• [Task objective]:
Select and copy every line in the items below that contains the string "instance".

Collected data:
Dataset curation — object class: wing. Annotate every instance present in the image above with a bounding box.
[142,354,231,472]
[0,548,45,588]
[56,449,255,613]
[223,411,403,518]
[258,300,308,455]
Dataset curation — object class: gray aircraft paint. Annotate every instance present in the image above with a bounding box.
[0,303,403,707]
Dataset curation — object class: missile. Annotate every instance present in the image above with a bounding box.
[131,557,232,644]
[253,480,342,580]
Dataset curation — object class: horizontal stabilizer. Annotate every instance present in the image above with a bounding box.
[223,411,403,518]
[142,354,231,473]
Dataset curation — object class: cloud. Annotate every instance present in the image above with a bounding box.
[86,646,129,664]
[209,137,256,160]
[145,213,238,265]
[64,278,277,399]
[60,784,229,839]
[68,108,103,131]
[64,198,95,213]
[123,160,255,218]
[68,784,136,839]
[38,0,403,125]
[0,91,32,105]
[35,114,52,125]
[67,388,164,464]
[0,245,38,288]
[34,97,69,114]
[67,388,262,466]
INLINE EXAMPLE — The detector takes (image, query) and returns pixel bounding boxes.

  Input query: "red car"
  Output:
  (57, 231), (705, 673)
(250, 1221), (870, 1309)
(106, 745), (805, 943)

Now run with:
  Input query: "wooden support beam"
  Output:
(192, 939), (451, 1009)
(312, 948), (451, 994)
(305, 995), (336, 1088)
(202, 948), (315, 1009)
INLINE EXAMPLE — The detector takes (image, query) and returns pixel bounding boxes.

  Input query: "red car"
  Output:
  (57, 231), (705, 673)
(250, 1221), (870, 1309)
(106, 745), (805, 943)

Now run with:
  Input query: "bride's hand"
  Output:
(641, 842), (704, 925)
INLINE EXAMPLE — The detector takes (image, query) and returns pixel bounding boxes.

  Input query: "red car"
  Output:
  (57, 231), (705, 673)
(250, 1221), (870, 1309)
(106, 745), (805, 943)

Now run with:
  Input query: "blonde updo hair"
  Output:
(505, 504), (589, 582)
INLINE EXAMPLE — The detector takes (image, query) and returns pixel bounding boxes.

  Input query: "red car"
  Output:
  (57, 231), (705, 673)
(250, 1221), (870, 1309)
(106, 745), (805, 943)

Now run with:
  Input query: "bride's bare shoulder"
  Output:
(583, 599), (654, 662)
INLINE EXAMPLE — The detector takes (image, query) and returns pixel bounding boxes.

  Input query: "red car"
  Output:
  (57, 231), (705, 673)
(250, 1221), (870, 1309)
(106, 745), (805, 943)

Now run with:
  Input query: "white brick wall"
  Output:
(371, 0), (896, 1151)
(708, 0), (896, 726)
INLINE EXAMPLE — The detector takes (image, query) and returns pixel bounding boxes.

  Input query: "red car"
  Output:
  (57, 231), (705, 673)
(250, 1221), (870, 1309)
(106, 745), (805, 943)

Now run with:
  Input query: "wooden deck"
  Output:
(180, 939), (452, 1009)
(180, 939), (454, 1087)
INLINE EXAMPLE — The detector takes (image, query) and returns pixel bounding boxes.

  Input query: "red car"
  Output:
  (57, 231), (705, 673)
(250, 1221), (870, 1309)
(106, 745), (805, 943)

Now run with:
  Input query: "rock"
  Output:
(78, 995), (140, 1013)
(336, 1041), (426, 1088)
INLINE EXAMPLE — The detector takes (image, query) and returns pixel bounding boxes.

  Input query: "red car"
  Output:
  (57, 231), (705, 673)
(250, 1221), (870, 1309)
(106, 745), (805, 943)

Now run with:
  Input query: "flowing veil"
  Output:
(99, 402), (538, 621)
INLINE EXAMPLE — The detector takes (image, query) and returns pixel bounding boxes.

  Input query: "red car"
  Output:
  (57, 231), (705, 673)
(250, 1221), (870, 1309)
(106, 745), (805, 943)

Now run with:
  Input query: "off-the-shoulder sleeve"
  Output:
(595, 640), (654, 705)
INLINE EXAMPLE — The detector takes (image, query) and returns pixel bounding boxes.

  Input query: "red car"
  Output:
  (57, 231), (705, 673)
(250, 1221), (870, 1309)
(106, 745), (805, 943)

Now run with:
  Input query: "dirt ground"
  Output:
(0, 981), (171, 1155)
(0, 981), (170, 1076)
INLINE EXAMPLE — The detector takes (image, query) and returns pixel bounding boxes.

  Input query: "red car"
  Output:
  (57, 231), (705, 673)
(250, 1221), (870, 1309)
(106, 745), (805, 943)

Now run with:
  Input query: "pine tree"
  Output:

• [Result for this exercise]:
Dataset curation — object class: wing. Annotate every instance present in the image above with a bounding box.
Dataset curation — object class: gray aircraft paint. Annotate every instance present in the image above with a bounding box.
Dataset curation — object class: missile. Annotate every instance present in the image above with a bounding box.
Dataset curation — object class: horizontal stabilizer. Annotate every instance present in the image above with a bounding box.
Dataset curation — object class: cloud. Annotate every instance present in the image above with a bounding box.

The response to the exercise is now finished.